What you have to do -> Carry on the passage comparing TFBSGroup with other motif-finding algorithms, starting after its last sentence.

Given text ->
-- -- --

In addition, Table 1 and Table 2 describe the results of VINE (Huang et al. [20]) and sMCL-WMR (Boucher and King [23], sMCL for short) in order to compare these sample-driven algorithms, which extract cliques from N-partite graphs, to our work. ^{′}∗^{′} indicates that no result was available from literature. The experiments using VINE were performed on a PC with an Intel Pentium IV 3.40 GHz processor and 1GB of main memory running Windows. Those for sMCL-WMR were performed on a Linux machine with a 2.6 GHz processor and 1Gb of RAM running Ubuntu Linux. We also tested iTriplet and found that the run times of two implementations of this algorithm on the same (l, d) sample were greatly different due to its random mechanism for selecting two reference sequences and an l-mer within a reference sequence. Taking five runs of iTriplet on the same (15, 4) sample as an example, the minimum execution time was 0.859 seconds and the maximum was 9.156 seconds. We have reported the average run time of 5 runs of iTriplet.
As shown in Table 1, the sample-driven algorithms run faster than the pattern-driven variety. However, except for MITRA, we used only q and d as input in all implementations of the pattern-driven algorithms. The length l of planted motifs can be predicted by these algorithms while all the sample-driven types tested above and MITRA require l, d and q to be specified in advance. TFBSGroup can find all long and weak (l, d) motifs within 30 seconds under the ZOMOPS constraint. Most planted motifs in the synthetic samples (with the exception of (10, 2)) were correctly reported in the top 1/5/10. TFBSGroup performed with high accuracy when identifying exact matches for long and weak (l, d) motifs such as (15, 4), (16, 5), (18, 6), and (19, 7). However, TFBSGroup failed to find exact planted motifs in many cases involving conserved motifs (e.g., (10, 2)). This may be because the networks are too sparse to form good communities. For hard (l, d) motif search problems such as (15, 5), (16, 5), (17, 6), and (18, 6), TFBSGroup is much more efficient than iTriplet, RecMotif, VINE, and sMCL-WMR. In addition, it is not easy to tune the parameter q in WEEDER since, with the decrease of q, the run time is dramatically increased. Moreover, according to our experiments, iTriplet cannot be guaranteed to find true inserted motifs in all cases because of its random mechanism. Also, the memory usage of iTriplet is much higher and can freeze the computer during searches for long and weak motifs such as (19, 7).

-- -- --

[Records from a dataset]

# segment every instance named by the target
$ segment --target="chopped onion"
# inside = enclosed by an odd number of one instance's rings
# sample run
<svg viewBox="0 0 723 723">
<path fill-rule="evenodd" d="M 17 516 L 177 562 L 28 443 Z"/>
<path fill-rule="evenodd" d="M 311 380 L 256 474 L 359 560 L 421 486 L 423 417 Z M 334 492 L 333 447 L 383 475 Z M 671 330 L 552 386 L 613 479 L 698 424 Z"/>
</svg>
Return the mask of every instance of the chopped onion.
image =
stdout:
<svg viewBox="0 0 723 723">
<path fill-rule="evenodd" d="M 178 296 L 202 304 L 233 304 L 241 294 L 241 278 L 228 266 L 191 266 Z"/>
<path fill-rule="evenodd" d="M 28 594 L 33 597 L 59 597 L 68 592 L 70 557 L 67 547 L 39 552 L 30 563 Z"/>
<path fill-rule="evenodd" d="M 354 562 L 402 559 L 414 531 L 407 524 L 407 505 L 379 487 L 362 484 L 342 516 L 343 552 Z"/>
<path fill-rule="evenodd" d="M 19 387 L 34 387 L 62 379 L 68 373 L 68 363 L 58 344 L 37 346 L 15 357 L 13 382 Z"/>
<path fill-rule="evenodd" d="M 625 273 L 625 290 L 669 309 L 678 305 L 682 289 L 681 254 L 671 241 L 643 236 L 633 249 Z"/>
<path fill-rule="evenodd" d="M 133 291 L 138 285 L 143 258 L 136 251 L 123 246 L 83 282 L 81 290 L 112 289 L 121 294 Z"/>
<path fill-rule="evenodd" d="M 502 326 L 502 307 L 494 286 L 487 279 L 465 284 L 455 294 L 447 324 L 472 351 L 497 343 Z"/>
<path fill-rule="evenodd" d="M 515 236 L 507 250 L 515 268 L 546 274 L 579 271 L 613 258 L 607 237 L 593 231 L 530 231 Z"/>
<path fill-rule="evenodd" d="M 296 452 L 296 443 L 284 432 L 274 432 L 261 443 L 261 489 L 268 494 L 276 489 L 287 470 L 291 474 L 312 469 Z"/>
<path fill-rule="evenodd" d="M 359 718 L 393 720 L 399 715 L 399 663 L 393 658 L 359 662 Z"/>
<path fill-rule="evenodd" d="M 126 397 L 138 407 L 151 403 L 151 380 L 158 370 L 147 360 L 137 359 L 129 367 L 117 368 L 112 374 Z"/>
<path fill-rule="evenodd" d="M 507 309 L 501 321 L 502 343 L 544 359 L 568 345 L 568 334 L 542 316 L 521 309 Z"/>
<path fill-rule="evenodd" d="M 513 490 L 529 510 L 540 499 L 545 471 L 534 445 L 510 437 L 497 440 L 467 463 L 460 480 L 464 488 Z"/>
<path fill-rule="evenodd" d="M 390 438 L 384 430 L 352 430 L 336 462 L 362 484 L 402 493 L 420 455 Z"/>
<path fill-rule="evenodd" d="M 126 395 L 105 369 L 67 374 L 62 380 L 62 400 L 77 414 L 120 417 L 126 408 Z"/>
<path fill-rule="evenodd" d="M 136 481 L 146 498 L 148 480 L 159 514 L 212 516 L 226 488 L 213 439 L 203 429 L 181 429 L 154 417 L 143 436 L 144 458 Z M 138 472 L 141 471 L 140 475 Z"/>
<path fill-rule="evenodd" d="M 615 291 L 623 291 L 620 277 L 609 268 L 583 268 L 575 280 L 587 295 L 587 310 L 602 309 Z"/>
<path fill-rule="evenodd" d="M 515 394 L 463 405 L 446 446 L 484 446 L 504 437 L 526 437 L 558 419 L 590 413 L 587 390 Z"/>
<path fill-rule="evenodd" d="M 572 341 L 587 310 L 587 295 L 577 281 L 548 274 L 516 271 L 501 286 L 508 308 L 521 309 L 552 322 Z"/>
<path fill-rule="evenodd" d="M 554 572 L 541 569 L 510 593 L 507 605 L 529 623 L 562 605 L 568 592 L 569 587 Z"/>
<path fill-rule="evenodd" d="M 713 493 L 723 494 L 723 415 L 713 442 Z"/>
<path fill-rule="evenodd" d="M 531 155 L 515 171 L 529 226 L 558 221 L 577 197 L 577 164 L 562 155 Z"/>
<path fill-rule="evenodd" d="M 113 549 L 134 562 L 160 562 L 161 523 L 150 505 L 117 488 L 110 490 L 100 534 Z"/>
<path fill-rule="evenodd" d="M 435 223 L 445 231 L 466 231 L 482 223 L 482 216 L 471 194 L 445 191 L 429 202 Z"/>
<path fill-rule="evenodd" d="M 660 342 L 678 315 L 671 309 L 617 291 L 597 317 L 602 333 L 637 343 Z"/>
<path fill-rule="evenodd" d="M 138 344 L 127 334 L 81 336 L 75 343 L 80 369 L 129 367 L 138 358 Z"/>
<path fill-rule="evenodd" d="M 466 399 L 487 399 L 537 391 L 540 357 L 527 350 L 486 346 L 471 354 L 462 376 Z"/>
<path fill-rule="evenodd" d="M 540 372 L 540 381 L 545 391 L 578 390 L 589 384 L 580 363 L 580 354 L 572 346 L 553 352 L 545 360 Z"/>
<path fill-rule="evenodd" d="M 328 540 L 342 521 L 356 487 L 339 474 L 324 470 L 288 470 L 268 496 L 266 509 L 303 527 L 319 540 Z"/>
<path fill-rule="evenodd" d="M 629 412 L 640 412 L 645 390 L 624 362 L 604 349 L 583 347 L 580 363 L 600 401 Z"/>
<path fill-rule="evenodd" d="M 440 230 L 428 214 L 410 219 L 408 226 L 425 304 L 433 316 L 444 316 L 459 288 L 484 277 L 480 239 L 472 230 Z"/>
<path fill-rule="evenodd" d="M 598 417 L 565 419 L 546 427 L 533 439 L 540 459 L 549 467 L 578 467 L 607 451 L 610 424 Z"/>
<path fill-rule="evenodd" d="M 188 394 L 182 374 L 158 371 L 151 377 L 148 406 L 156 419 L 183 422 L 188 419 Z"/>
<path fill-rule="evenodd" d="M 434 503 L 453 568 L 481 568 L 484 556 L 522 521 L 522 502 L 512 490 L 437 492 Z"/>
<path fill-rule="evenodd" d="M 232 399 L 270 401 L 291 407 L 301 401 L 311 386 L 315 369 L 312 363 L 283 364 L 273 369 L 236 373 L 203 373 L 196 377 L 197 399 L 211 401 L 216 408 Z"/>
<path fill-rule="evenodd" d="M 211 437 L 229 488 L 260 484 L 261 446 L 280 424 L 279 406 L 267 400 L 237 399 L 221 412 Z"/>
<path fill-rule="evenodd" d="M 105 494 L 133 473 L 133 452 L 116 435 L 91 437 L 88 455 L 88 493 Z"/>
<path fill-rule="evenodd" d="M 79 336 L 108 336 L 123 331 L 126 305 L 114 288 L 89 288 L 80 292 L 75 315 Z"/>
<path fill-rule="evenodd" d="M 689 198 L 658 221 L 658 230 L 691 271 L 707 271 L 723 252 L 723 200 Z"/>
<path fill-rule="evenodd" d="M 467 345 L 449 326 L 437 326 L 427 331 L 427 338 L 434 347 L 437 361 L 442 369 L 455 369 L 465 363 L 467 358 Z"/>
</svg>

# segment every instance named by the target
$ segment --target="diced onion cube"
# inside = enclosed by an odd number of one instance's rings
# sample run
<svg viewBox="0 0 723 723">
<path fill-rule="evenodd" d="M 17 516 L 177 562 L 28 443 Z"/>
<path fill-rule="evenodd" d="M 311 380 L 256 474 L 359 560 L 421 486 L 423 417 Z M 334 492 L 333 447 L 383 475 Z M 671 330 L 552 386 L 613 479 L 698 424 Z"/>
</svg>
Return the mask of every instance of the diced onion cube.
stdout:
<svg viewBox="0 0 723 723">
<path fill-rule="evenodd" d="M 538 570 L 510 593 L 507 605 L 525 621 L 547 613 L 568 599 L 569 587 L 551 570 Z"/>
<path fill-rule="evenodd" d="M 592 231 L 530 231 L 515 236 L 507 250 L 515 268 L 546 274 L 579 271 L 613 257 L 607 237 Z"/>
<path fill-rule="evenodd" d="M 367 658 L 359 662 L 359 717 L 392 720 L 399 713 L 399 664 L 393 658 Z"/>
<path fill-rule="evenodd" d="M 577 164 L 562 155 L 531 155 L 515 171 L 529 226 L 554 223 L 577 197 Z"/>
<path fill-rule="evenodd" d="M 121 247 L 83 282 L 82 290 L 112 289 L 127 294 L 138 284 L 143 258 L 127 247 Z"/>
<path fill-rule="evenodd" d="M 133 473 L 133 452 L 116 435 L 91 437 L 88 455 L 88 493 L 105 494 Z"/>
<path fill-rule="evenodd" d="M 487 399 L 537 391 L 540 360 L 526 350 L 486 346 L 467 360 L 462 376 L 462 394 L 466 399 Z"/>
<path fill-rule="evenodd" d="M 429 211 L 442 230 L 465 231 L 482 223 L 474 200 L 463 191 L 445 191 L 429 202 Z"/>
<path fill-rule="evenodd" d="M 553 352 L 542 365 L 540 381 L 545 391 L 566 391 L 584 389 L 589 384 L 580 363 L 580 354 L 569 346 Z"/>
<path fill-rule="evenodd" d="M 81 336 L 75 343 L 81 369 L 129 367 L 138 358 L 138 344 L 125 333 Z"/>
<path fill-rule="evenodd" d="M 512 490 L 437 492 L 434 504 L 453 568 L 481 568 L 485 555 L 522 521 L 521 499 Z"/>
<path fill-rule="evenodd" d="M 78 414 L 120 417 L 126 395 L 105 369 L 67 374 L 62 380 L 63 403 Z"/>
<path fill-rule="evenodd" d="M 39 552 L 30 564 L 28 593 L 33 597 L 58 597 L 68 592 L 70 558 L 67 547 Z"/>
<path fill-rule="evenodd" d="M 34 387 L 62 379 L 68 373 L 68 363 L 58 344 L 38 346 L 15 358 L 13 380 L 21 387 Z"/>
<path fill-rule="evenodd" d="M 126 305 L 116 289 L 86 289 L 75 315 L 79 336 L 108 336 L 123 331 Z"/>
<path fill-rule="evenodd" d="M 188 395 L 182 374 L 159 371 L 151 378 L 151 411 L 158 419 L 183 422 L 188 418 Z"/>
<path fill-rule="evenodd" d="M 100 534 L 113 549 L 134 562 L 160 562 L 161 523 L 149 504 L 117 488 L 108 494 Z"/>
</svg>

-- -- --

Result for this task ->
Algorithmic complexity
Pattern-D | TimeO(·) | SpaceO(·) | Sample-D | TimeO(·) | SpaceO(·) |
---|---|---|---|---|---|
SPELLER | O(N^{2}L N(l,d)) | O(N^{2}L/w) | iTriplet | O(N L^{3}p(l,2d)l^{3}d^{2}) | O(N(l,d)) |
WEEDER | O(N^{2}L N(l,d)) | O(N^{2}L/w) | RecMotif | ≤O(N L^{7}p(l,2d)^{10}) | O(N^{2}L) |
MITRA | O(N L l N(l,d)) | O(N L l) | VINE | O(N^{4}L^{4}) | O(N^{2}L^{2}) |
TFBSGroup | O(p(l,x)^{2}N^{4}L^{4}) | O(p(l,x)N^{2}L^{2}) |
Mining for transcription factor binding sites in Escherichia coliK-12
As shown Figures 1 and 2, TFBSGroup can efficiently find over-represented long motifs from prokaryotic promoters. We illustrate this point using the well-studied TFs CRP, FNR, and LexA as examples [21]. Binding site data for the CRP protein includes 138 DNA sequences of length 219 with the consensus TGTGAnnnnnnTCACA (consensus model: (18, 7)) and 138 actual binding sites. The FNR data includes 50 DNA sequences of length 222 with the consensus TTGATnnnnATCAA (consensus model: (14, 4)) and 50 actual binding sites. The LexA data includes 10 DNA sequences of length 222 with the consensus CTGTnnnnnnnnnnCAG (consensus model: (16, 6)) and 10 actual binding sites. For all three sets, the expected motifs are ranked first by TFBSGroup in terms of their significance score: CRP is reported to have 121 sites (63 true), FNR is predicted to have 46 sites (23 true), and LexA is reported to have 12 sites (8 true). The precision on the site level ($\mathit{\text{precision}}=\frac{\mathit{\text{TP}}}{\mathit{\text{TP}}+\mathit{\text{FP}}}$) is close to or greater than 50% on these three data sets, where TP is the number of true positive sites and FP is the number of false positive sites. It should be pointed out, however, that some results marked with an ‘*’ in Figures 1 and 2 may not be satisfactory due to the low specificity of binding sites for the TFs, insufficient number of sequences from which to a draw statistical conclusion, or a lack of knowledge of the proper (l, d) models. Compounding the problem is the fact that the true consensuses in these data sets are unknown, a difficulty which exists for all consensus model-based algorithms.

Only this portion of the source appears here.